Your task ->
Wherever "crest" occurs in the entries, copy the line that holds it.

[[ Supplied data open ]]

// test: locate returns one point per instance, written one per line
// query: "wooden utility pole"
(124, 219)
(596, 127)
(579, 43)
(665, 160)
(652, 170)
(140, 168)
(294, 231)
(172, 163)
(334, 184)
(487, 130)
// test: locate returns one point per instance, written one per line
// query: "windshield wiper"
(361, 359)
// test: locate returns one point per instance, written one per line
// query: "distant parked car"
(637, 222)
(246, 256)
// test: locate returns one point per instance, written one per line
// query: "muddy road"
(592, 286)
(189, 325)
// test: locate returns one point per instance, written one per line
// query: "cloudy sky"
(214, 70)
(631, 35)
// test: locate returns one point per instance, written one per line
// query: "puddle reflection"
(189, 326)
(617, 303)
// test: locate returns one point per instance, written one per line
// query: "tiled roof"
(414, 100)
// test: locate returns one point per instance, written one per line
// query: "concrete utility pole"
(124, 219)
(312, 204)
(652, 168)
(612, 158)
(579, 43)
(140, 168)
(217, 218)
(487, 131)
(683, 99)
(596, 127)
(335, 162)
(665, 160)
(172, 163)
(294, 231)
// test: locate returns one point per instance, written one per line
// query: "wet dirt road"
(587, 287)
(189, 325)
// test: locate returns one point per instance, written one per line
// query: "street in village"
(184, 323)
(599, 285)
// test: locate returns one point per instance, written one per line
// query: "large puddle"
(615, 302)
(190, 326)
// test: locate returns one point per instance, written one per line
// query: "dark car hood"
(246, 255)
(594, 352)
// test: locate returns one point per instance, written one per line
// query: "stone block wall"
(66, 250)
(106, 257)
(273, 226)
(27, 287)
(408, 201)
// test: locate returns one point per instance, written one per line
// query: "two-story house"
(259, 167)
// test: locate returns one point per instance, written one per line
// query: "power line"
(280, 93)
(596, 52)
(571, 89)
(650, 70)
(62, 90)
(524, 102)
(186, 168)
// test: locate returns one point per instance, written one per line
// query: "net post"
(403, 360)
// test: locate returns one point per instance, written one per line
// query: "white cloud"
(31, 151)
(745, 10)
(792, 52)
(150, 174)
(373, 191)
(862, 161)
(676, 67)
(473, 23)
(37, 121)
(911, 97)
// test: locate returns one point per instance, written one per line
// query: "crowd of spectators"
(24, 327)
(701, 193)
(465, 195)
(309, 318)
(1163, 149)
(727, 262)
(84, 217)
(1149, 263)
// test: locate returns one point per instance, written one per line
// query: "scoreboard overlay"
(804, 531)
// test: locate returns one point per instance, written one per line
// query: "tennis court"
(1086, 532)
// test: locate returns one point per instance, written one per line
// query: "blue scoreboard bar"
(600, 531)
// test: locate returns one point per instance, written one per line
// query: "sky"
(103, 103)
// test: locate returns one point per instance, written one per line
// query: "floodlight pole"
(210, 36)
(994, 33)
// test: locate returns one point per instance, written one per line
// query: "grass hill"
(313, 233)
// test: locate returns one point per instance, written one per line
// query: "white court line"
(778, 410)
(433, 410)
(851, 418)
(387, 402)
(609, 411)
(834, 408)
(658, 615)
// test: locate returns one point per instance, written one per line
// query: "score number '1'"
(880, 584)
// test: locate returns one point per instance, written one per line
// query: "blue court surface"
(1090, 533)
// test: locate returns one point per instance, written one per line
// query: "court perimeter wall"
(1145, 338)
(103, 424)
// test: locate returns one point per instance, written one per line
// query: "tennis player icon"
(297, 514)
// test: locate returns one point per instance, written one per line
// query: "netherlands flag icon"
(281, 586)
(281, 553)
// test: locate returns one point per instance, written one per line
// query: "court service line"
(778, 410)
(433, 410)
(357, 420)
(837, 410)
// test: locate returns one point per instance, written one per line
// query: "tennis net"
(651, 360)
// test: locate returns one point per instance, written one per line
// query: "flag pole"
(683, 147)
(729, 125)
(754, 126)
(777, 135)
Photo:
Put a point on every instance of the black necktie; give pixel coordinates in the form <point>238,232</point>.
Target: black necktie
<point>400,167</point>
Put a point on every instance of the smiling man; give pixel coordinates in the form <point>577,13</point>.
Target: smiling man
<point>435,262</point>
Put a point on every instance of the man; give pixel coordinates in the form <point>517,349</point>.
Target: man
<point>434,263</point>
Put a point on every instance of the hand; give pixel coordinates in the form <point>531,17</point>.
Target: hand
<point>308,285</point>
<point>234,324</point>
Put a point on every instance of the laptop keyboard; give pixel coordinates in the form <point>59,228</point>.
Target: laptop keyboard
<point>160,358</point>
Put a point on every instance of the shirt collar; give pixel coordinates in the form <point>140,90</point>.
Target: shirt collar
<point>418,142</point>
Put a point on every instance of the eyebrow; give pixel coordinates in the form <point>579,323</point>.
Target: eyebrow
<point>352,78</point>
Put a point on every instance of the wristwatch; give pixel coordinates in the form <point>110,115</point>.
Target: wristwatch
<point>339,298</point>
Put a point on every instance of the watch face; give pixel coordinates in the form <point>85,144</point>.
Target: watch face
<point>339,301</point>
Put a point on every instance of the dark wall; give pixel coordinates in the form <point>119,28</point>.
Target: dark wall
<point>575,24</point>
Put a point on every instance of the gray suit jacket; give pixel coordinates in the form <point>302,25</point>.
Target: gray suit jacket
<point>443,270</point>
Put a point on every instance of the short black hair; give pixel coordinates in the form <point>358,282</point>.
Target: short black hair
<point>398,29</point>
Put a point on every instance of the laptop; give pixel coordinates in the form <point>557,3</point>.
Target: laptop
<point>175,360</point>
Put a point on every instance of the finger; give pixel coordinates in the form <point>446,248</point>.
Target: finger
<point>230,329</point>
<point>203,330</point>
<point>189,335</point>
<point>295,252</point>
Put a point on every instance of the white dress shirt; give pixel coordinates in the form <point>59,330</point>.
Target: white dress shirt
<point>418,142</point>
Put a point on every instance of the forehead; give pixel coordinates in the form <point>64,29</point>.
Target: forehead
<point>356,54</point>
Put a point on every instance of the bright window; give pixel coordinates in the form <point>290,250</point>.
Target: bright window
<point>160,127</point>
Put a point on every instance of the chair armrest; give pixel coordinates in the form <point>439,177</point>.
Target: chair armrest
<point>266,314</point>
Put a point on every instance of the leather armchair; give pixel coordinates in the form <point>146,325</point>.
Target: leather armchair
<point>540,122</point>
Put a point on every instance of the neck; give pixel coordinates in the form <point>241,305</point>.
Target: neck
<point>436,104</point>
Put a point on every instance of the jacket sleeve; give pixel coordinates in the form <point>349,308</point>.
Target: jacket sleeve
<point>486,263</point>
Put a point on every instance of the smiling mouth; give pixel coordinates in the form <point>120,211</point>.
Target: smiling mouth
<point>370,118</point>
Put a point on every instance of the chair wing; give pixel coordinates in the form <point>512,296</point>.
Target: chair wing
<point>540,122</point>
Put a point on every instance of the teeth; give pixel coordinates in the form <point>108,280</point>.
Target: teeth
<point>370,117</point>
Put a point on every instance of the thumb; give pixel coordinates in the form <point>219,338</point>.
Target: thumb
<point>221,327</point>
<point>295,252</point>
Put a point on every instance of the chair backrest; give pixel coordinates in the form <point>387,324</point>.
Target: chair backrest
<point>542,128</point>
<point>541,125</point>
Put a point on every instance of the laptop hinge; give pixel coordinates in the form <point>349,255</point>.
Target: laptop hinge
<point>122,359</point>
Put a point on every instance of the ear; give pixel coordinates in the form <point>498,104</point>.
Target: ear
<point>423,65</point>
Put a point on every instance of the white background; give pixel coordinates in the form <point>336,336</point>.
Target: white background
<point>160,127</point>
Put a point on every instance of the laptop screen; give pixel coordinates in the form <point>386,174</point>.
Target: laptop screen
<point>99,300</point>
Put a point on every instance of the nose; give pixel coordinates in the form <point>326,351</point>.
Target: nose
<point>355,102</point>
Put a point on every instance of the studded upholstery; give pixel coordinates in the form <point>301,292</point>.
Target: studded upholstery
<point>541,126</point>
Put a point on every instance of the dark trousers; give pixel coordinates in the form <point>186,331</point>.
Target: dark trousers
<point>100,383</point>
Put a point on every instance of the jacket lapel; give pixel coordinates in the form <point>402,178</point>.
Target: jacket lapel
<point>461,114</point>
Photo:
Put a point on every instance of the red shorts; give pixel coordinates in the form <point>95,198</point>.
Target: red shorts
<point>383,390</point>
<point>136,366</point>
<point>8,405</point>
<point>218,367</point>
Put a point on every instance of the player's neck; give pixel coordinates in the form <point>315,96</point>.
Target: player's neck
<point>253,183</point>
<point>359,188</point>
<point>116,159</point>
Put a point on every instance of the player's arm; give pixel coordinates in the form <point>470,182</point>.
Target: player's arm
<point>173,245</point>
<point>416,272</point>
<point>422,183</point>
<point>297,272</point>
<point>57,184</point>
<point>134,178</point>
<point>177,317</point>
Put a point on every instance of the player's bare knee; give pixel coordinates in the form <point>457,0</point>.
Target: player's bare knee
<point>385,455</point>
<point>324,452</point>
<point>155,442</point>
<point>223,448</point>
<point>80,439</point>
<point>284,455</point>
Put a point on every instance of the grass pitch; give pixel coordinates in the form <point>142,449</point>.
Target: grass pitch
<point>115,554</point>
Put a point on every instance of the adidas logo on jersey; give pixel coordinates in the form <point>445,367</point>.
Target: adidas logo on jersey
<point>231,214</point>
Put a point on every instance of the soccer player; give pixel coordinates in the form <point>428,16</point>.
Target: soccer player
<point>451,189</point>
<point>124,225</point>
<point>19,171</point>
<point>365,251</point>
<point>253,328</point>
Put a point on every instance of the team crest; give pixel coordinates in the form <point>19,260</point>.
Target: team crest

[[ Supplied data closed ]]

Answer box ->
Put a point on every instance of the team crest; give pixel coordinates in the form <point>19,260</point>.
Target: team crest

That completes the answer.